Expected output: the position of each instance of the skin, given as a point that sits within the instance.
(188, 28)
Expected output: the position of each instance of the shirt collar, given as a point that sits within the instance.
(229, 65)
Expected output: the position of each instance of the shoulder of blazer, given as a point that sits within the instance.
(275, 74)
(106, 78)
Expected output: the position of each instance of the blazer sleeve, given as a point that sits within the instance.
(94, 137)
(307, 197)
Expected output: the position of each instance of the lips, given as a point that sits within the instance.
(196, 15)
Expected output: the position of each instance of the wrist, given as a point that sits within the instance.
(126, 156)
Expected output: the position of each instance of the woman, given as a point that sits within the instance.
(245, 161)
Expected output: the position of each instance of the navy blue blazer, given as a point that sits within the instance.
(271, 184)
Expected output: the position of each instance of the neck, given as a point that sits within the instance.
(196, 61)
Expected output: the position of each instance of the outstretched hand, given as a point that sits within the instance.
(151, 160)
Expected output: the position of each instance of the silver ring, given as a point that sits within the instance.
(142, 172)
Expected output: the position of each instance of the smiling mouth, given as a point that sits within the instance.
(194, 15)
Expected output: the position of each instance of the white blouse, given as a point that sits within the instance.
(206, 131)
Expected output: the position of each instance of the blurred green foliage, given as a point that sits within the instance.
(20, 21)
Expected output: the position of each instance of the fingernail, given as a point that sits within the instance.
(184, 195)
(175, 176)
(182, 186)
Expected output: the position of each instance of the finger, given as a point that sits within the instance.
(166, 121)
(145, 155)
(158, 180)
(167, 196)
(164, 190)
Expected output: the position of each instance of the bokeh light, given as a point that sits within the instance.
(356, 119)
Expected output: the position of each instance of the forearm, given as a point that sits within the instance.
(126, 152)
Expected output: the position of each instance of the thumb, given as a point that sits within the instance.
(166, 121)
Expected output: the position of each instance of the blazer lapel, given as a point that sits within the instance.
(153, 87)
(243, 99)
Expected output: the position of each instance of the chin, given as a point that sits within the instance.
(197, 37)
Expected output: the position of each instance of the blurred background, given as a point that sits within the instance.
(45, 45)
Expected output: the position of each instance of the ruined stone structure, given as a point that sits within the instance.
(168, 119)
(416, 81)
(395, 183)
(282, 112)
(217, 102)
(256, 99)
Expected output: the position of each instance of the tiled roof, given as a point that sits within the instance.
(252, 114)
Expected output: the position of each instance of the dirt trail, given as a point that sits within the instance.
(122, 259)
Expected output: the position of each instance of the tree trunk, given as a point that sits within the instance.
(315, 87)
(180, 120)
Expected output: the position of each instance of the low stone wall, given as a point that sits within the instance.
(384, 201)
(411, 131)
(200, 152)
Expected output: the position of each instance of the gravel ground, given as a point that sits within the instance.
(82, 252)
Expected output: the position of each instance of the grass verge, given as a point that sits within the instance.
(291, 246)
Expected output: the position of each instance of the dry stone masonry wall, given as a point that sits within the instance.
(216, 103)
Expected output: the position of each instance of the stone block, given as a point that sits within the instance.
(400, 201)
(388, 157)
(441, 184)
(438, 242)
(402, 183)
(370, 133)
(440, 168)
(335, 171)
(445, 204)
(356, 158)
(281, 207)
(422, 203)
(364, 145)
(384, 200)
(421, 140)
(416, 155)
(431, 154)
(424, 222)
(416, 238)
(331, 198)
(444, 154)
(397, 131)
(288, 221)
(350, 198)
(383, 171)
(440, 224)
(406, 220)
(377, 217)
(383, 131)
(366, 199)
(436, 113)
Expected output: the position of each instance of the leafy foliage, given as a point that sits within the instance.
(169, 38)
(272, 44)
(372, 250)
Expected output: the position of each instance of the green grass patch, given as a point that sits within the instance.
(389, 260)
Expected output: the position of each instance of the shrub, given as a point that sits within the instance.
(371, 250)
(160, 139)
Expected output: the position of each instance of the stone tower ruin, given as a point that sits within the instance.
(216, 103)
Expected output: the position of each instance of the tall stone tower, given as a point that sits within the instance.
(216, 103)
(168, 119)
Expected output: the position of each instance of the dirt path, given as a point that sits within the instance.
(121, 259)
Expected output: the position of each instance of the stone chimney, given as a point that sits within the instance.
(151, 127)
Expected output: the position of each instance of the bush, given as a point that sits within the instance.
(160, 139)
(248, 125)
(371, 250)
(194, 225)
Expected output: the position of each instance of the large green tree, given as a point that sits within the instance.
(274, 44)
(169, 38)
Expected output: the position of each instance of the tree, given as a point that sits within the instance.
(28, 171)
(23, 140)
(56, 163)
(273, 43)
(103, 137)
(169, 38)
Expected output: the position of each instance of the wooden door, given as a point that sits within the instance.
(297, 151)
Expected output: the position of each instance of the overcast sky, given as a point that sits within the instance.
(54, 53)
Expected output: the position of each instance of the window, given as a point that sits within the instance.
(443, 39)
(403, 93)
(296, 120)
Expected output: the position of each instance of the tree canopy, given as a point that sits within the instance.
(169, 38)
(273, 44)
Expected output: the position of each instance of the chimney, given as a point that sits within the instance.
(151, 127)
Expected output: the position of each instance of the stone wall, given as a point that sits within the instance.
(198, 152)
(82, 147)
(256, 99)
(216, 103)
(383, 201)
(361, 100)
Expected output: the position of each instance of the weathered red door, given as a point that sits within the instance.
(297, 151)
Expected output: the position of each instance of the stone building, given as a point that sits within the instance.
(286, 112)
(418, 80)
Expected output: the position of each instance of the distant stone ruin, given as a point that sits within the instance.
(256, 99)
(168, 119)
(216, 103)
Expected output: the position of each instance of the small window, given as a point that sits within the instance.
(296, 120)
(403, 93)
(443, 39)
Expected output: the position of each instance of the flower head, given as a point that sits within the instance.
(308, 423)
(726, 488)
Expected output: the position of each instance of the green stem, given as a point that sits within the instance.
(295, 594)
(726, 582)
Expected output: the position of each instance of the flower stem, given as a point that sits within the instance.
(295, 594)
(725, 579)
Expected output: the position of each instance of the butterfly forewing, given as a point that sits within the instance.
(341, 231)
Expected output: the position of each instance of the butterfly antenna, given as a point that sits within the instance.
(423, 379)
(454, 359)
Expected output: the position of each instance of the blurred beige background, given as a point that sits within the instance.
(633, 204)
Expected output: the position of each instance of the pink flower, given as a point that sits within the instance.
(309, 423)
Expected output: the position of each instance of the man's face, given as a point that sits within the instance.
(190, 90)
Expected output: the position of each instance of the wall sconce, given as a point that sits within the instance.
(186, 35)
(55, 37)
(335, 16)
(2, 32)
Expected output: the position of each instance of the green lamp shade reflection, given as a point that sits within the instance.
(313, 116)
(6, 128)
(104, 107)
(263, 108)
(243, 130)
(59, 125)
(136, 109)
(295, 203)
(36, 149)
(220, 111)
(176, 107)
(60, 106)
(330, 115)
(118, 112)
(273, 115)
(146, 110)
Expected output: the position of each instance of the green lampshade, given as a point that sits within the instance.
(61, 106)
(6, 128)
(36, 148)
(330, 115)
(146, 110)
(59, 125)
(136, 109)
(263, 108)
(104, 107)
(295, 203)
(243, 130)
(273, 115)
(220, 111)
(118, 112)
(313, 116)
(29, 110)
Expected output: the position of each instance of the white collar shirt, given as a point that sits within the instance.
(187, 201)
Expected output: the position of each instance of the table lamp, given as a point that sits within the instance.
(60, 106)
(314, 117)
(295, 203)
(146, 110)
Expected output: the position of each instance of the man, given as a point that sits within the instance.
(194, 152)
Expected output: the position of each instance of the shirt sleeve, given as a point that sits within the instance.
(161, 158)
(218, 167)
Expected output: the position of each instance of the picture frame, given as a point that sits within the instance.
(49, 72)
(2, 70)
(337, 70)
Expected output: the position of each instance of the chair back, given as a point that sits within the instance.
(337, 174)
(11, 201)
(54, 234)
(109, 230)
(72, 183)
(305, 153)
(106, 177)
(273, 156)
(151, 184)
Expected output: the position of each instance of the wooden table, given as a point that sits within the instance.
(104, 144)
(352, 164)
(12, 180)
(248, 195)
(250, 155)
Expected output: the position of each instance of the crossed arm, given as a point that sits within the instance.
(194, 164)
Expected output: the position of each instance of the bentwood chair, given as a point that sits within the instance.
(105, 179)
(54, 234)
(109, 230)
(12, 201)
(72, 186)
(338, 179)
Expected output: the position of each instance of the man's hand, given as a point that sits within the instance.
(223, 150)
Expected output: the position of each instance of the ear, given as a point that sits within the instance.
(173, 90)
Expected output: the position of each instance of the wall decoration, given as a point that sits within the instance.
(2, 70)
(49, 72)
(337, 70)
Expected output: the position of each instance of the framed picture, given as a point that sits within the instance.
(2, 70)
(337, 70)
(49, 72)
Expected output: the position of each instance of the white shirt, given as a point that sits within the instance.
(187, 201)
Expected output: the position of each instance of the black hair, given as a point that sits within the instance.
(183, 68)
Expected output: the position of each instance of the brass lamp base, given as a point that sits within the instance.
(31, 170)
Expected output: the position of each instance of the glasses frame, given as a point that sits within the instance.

==*==

-- Requirement --
From the line that contains "Expected output: the position of each instance of the table" down to the last line of the listing above, repeat each line exactly, and include nothing else.

-- Response to this exercise --
Expected output: the position of each instance of the table lamp, given as a point that sits within the instance.
(60, 106)
(314, 117)
(295, 203)
(146, 110)
Expected output: the position of each instance of the man, given as a point that sits within the instance.
(194, 152)
Expected output: the position of each instance of the shirt sleeve, given as a point that sits within the instance.
(161, 158)
(218, 167)
Expected output: the position of each instance of the picture frame, given as a point that sits within the instance.
(49, 72)
(2, 70)
(337, 70)
Expected output: the position of each instance of the chair back, given as a point that sits within the instance.
(337, 174)
(11, 201)
(54, 234)
(109, 230)
(72, 183)
(305, 153)
(106, 177)
(273, 156)
(151, 184)
Expected output: the position of each instance of the wooden table, given as a point that sits within the instance.
(104, 144)
(352, 164)
(12, 180)
(248, 195)
(250, 155)
Expected output: the position of each instance of the crossed arm, given as a point that sits within the instance.
(194, 164)
Expected output: the position of each instance of the bentwood chair, given as a point that sits within the instance.
(105, 179)
(54, 234)
(109, 230)
(12, 201)
(72, 186)
(338, 179)
Expected output: the position of each instance of the man's hand, given as a point that sits within the instance.
(223, 150)
Expected output: the position of each instance of the ear, given as a point that sits within the instance.
(173, 90)
Expected output: the position of each instance of the wall decoration, given as a point that sits within the instance.
(2, 70)
(49, 72)
(337, 70)
Expected output: the position of each instance of the framed picture, given as a point that sits within the instance.
(2, 70)
(337, 70)
(49, 72)
Expected output: the position of each instance of the white shirt, given as a point that sits within the instance.
(187, 201)
Expected output: the position of each instance of the black hair, given as a point that sits within the instance.
(183, 68)
Expected output: the position of each instance of the brass lamp base, given as a point that sits within the instance.
(31, 170)
Expected output: the position of each instance of the glasses frame, given as a point that sits within the instance.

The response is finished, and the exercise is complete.